▶ **STATED EXERCISE**:
Make an exact copy of the records, with the images left out.

(Stored items from a collection)
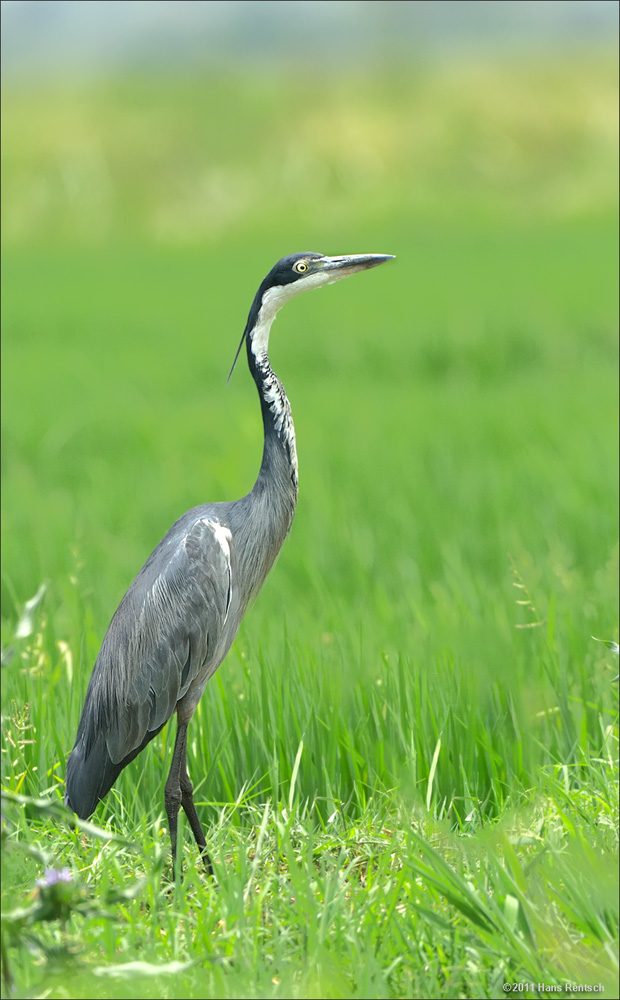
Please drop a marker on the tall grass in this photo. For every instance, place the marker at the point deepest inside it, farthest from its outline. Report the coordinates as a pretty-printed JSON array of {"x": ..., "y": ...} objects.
[{"x": 407, "y": 764}]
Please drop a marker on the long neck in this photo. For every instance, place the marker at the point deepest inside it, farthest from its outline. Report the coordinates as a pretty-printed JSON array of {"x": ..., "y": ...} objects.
[{"x": 278, "y": 471}]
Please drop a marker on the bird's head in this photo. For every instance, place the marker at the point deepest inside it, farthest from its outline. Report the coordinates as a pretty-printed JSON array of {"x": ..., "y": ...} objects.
[{"x": 291, "y": 276}]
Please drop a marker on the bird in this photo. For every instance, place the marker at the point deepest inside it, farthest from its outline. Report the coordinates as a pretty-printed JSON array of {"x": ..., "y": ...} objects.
[{"x": 178, "y": 620}]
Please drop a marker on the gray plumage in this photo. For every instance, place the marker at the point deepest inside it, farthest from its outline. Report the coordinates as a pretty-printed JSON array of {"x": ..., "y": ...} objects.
[{"x": 180, "y": 615}]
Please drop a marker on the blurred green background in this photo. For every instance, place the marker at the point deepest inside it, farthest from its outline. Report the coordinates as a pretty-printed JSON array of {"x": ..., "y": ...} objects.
[{"x": 423, "y": 646}]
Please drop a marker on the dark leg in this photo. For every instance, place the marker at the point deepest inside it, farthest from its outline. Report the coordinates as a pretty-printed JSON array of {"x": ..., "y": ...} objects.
[
  {"x": 187, "y": 801},
  {"x": 179, "y": 792}
]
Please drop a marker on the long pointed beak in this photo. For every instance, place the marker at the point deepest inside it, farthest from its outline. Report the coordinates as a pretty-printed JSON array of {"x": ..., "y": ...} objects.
[{"x": 350, "y": 264}]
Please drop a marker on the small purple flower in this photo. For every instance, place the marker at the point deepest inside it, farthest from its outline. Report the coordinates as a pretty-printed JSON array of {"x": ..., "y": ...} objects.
[{"x": 51, "y": 876}]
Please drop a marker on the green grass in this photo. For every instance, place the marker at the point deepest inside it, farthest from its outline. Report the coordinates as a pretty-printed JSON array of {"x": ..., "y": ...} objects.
[{"x": 407, "y": 765}]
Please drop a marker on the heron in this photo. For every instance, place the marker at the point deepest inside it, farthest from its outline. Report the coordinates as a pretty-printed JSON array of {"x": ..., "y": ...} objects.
[{"x": 177, "y": 621}]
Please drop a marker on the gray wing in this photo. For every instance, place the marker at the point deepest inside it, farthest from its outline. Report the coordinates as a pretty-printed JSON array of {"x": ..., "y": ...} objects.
[{"x": 163, "y": 637}]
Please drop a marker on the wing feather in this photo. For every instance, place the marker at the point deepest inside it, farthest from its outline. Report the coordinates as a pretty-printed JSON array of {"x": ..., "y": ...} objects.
[{"x": 164, "y": 637}]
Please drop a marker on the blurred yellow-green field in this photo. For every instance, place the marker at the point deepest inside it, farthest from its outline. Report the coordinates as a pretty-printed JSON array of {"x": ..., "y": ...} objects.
[{"x": 408, "y": 760}]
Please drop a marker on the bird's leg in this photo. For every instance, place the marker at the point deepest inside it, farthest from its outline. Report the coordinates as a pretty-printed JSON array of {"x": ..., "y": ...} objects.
[
  {"x": 172, "y": 791},
  {"x": 187, "y": 801},
  {"x": 179, "y": 792}
]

▶ **WRITTEN RESPONSE**:
Please drop a marker on the tall grass in this photo. For every instance, place the marker at the point deepest inside it, farthest from its outline. Report the coordinates as a pretty-printed JSON array of {"x": ..., "y": ...} objects.
[{"x": 407, "y": 764}]
Please drop a marker on the long neck in this photo. For every instance, place the marker at the point deepest inside it, farthest from its outline. Report the coordinates as a pretty-printed JSON array of {"x": ..., "y": ...} objects.
[{"x": 278, "y": 471}]
Please drop a marker on the bird's head in this photo. For every instance, place the marker at the point deepest inside it, farthest from its outline. Report the coordinates as a pretty-printed JSON array of {"x": ..., "y": ...} objects.
[{"x": 291, "y": 276}]
Please drop a marker on the bird in this photo. For every instance, place the marker at the point deepest inside it, farthest from its outline. Report the coordinates as a pretty-printed JSON array of {"x": ..., "y": ...} objects.
[{"x": 178, "y": 620}]
Please drop a marker on the gray plumage in this photo. For every instance, place the marker at the point deepest inside it, farthest from its outline. Report the coordinates as a pretty-printed JSON array of {"x": ..., "y": ...} objects.
[{"x": 180, "y": 615}]
Please drop a marker on the blurred green background in this photo. For every instance, place the marker at the point deepest inside it, farthest from its outline. Report the coordinates as a pretty-printed JSON array of {"x": ..., "y": ...} objects.
[{"x": 423, "y": 646}]
Please drop a marker on the dark leg in this photo. For every instance, place the marker at the point deepest inside it, farthest from its outline. Report the coordinates as a pretty-printed JSON array of {"x": ..., "y": ...} objects.
[
  {"x": 187, "y": 801},
  {"x": 179, "y": 792}
]
Please drop a marker on the long pointed beak in this photo. For every instance, place the marker at the point deepest inside it, farthest from its outline. Report the coordinates as a pretty-printed JSON array of {"x": ..., "y": ...} objects.
[{"x": 350, "y": 264}]
Please drop a marker on the small purple flower in this photo. For every instance, place the marker at the point deepest inside it, farthest from its outline. Report the coordinates as a pretty-printed JSON array of {"x": ..., "y": ...} objects.
[{"x": 51, "y": 876}]
Please drop a marker on the green grass in this photo. For every instance, place the marker at the point deepest inside it, farthest from its outline. Report the coordinates as a pretty-printed JSON array of {"x": ..., "y": ...} objects.
[{"x": 407, "y": 765}]
Please drop a marker on the heron in this photo. For every instance, place the marker at the point deepest inside it, farthest from its outline. Report the coordinates as a pretty-printed JSON array of {"x": ..., "y": ...} objects.
[{"x": 177, "y": 621}]
Please drop a marker on the gray wing in this photo. For every instance, place the marker at the point deepest inside it, farthest from its outline. Report the coordinates as a pretty-printed JSON array of {"x": ..., "y": ...} objects.
[{"x": 163, "y": 637}]
Please drop a marker on the wing feather in this photo. For every instance, place the marker at the point deepest inside it, farthest from its outline. Report the coordinates as a pretty-printed JSON array of {"x": ..., "y": ...} objects.
[{"x": 164, "y": 637}]
Please drop a marker on the blurred yellow-green field in this photo. For every instance, place the marker at the point deepest inside it, farthest from its outline. Report the coordinates as a pretty-printed JSON array of {"x": ..., "y": ...} objects.
[{"x": 408, "y": 760}]
Please drop a marker on the bird's leg in this photo. For every instance, place the marker at the point deepest inside it, farthest from its outline. Report the coordinates as a pretty-printed JSON array of {"x": ..., "y": ...} objects.
[
  {"x": 172, "y": 791},
  {"x": 187, "y": 801},
  {"x": 179, "y": 792}
]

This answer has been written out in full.